Stored data:
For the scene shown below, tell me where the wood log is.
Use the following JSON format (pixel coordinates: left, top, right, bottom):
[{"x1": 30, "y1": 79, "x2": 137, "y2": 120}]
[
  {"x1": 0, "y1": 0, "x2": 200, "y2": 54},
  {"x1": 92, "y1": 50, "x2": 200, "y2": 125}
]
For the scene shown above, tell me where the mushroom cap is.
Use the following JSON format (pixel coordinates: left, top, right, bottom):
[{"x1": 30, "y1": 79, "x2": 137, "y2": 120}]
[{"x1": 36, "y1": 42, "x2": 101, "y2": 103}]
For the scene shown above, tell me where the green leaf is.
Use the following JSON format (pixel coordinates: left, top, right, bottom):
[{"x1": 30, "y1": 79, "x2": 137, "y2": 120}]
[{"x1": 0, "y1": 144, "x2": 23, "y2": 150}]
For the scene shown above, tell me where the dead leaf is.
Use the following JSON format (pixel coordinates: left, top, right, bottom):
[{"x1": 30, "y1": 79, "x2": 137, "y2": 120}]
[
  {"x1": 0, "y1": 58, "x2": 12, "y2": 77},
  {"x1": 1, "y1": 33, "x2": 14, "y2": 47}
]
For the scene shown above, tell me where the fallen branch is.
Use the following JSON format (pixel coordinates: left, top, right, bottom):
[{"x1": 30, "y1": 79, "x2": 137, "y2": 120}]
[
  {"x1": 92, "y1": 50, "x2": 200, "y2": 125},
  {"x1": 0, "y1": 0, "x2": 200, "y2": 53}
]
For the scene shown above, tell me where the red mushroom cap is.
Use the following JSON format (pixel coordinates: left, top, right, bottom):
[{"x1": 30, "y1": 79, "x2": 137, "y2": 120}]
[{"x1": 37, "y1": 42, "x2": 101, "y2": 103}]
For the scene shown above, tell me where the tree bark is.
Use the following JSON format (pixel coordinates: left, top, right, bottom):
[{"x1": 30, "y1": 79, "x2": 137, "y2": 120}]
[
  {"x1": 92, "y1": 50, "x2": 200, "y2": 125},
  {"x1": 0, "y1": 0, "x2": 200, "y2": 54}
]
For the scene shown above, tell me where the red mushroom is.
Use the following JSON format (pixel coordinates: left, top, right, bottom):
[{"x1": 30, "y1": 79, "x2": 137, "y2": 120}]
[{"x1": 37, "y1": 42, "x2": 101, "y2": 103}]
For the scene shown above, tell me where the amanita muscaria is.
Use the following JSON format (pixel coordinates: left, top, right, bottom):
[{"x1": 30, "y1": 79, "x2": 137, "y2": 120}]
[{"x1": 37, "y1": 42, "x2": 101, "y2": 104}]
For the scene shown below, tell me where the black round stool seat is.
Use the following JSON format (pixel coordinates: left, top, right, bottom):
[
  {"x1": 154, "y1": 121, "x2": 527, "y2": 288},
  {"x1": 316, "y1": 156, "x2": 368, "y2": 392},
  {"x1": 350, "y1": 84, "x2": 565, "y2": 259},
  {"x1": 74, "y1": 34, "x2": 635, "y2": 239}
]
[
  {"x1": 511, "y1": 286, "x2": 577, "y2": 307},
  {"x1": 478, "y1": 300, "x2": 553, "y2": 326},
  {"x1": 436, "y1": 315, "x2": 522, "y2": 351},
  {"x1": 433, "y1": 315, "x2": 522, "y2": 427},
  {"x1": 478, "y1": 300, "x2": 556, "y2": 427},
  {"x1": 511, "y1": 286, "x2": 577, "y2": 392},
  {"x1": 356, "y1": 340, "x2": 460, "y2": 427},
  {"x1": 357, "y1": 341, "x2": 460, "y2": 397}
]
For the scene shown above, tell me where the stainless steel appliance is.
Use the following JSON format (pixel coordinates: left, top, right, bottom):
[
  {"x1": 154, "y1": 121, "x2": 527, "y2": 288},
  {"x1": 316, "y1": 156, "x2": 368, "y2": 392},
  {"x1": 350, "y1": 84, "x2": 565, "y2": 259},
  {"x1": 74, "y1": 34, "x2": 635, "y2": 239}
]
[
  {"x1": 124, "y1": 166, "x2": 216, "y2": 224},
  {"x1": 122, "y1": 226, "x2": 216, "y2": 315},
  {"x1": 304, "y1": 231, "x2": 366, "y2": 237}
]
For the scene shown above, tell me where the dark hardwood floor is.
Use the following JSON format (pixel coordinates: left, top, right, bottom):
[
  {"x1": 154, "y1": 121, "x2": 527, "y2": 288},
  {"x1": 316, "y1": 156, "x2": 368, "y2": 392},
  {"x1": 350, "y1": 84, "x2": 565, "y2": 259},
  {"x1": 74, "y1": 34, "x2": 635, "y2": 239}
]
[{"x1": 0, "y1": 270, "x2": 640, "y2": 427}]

What to work on: Edit the items above so that every "tell me where" becomes "locate where", leaving all other text unchanged.

Written response:
For the scene shown below, locate where the wood log is.
Use the following JSON format (pixel coordinates: left, top, right, bottom):
[{"x1": 30, "y1": 79, "x2": 137, "y2": 120}]
[
  {"x1": 0, "y1": 0, "x2": 200, "y2": 54},
  {"x1": 92, "y1": 50, "x2": 200, "y2": 125}
]
For the scene shown above, locate where the mushroom cap is.
Use the following JSON format (pixel coordinates: left, top, right, bottom):
[{"x1": 30, "y1": 79, "x2": 137, "y2": 120}]
[{"x1": 36, "y1": 42, "x2": 101, "y2": 103}]
For the scene shown above, locate where the green leaf is.
Use the following JSON format (pixel coordinates: left, top, right, bottom):
[{"x1": 30, "y1": 79, "x2": 137, "y2": 120}]
[{"x1": 0, "y1": 144, "x2": 23, "y2": 150}]
For the scene shown above, locate where the dead leaf is.
Use the following JSON format (pixel coordinates: left, top, right, bottom):
[{"x1": 30, "y1": 79, "x2": 137, "y2": 120}]
[
  {"x1": 0, "y1": 58, "x2": 12, "y2": 77},
  {"x1": 1, "y1": 33, "x2": 14, "y2": 47}
]
For the scene shown above, locate where the fallen branch is.
Use the following JSON format (pixel coordinates: left, top, right, bottom):
[{"x1": 30, "y1": 79, "x2": 137, "y2": 120}]
[
  {"x1": 92, "y1": 50, "x2": 200, "y2": 125},
  {"x1": 0, "y1": 0, "x2": 200, "y2": 53}
]
For the scene shown above, locate where the red mushroom cap is.
Use the following JSON format (pixel coordinates: left, top, right, bottom):
[{"x1": 30, "y1": 79, "x2": 137, "y2": 120}]
[{"x1": 37, "y1": 42, "x2": 101, "y2": 103}]
For the scene shown above, locate where the tree bark is.
Use the following JSON format (pixel coordinates: left, top, right, bottom):
[{"x1": 30, "y1": 79, "x2": 137, "y2": 120}]
[
  {"x1": 92, "y1": 50, "x2": 200, "y2": 125},
  {"x1": 0, "y1": 0, "x2": 200, "y2": 54}
]
For the scene shown above, locate where the red mushroom is.
Use the following JSON format (pixel coordinates: left, top, right, bottom):
[{"x1": 30, "y1": 79, "x2": 137, "y2": 120}]
[{"x1": 37, "y1": 42, "x2": 101, "y2": 103}]
For the scene shown above, locate where the amanita muscaria is.
Use the following JSON format (pixel coordinates: left, top, right, bottom):
[{"x1": 30, "y1": 79, "x2": 137, "y2": 120}]
[{"x1": 37, "y1": 42, "x2": 101, "y2": 104}]
For the scene shown below, locate where the black round stool seat is.
Use the following JSON format (pixel coordinates: left, top, right, bottom):
[
  {"x1": 154, "y1": 121, "x2": 527, "y2": 288},
  {"x1": 316, "y1": 156, "x2": 368, "y2": 392},
  {"x1": 350, "y1": 84, "x2": 565, "y2": 259},
  {"x1": 74, "y1": 34, "x2": 635, "y2": 239}
]
[
  {"x1": 511, "y1": 286, "x2": 577, "y2": 307},
  {"x1": 478, "y1": 300, "x2": 553, "y2": 326},
  {"x1": 436, "y1": 315, "x2": 522, "y2": 351},
  {"x1": 433, "y1": 315, "x2": 522, "y2": 427},
  {"x1": 478, "y1": 300, "x2": 556, "y2": 427},
  {"x1": 511, "y1": 286, "x2": 577, "y2": 392},
  {"x1": 356, "y1": 340, "x2": 460, "y2": 427},
  {"x1": 357, "y1": 341, "x2": 460, "y2": 397}
]
For the scene shown above, locate where the stainless steel appliance is.
Use the following JSON format (pixel coordinates: left, top, right, bottom):
[
  {"x1": 154, "y1": 121, "x2": 527, "y2": 288},
  {"x1": 316, "y1": 156, "x2": 368, "y2": 392},
  {"x1": 350, "y1": 84, "x2": 565, "y2": 259},
  {"x1": 74, "y1": 34, "x2": 635, "y2": 239}
]
[
  {"x1": 124, "y1": 166, "x2": 216, "y2": 224},
  {"x1": 122, "y1": 226, "x2": 216, "y2": 315},
  {"x1": 304, "y1": 231, "x2": 366, "y2": 237}
]
For the scene shown above, locate where the dark hardwood floor is.
Use the following JSON format (pixel coordinates: left, top, right, bottom):
[
  {"x1": 154, "y1": 121, "x2": 527, "y2": 288},
  {"x1": 316, "y1": 156, "x2": 368, "y2": 392},
  {"x1": 350, "y1": 84, "x2": 565, "y2": 259},
  {"x1": 74, "y1": 34, "x2": 635, "y2": 239}
]
[{"x1": 0, "y1": 270, "x2": 640, "y2": 427}]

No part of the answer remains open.